» WORK REQUIRED: Copy each of the following records line for line, with no changes.
── LISTED RECORDS ──
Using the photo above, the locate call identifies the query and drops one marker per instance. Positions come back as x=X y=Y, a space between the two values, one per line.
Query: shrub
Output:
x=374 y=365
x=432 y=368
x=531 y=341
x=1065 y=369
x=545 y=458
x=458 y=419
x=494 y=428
───
» ANSWER TO THIS PROBLEM:
Using the photo above, the locate call identifies the query and drops one marker per instance. Positions come back as x=X y=Y, a space between the two values, one per line.
Query: shrub
Output:
x=374 y=365
x=432 y=368
x=531 y=341
x=1065 y=369
x=545 y=458
x=458 y=419
x=494 y=428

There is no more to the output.